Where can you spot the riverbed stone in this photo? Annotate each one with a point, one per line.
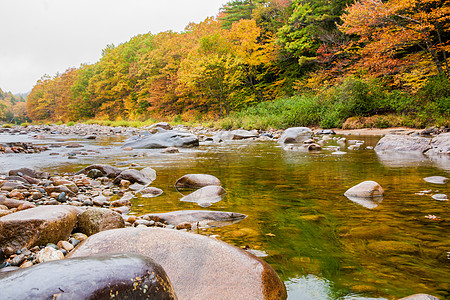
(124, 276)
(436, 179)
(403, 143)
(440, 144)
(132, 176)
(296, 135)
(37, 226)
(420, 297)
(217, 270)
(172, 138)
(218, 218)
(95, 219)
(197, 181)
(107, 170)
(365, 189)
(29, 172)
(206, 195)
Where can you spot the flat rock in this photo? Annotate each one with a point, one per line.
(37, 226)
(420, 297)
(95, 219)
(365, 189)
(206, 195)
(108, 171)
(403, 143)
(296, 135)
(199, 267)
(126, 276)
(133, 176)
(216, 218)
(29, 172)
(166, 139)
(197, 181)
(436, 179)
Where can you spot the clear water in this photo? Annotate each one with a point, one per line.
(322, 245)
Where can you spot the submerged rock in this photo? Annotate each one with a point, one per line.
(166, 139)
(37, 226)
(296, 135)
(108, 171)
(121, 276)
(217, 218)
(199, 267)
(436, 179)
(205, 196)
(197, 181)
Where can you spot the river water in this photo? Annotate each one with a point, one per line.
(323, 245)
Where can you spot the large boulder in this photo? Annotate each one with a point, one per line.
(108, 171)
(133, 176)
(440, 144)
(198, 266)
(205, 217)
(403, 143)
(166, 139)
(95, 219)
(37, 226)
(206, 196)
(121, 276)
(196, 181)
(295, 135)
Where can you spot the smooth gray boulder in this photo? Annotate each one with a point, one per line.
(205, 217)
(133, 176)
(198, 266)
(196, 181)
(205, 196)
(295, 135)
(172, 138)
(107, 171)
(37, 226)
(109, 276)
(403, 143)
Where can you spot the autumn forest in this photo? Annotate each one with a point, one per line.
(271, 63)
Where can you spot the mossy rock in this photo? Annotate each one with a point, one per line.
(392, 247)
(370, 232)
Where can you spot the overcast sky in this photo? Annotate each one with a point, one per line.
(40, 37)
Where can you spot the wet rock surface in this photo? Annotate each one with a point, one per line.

...

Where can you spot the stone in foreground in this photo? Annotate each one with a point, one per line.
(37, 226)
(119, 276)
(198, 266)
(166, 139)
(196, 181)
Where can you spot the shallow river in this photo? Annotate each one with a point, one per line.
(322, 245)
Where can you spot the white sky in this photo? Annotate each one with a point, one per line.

▶ TASK TO COMPLETE: Every line above from the line with "Where can you spot the overcast" to the line with "Where can you spot the wet", both included, must be reproduced exactly, and no other line may appear.

▶ THE COMPLETED TASK:
Where can you spot the overcast sky in this photo? Annotate each one with a point, one per line.
(40, 37)
Where can you spot the wet rock surface in this photo? Annotate each one with a point, one per line.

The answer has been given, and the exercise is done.